● Information shown:
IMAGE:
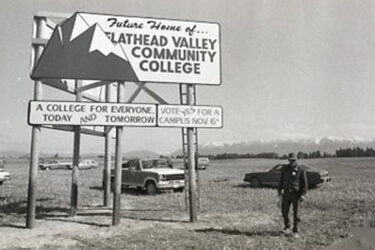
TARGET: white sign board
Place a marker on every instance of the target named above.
(91, 114)
(190, 116)
(122, 48)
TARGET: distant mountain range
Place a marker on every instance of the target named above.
(325, 144)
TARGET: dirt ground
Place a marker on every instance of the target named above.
(59, 231)
(232, 215)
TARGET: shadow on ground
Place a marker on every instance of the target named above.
(131, 191)
(272, 233)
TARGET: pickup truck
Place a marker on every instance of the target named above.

● What is needed: Starting at the line that contains "TARGET: dirt ground" and ending at the last line of the material, reproduce every line, not only the answers. Scale each point coordinate in the answers by 1.4 and round to the nearest whole number, rounding halves up.

● Output of the task:
TARGET: dirt ground
Place a marker on every instance of the target named above.
(83, 323)
(325, 301)
TARGET: shadow on ground
Place a marker on every instance of the target named above.
(183, 267)
(381, 326)
TARGET: pickup truck
Place a marker on every instance of the target named above.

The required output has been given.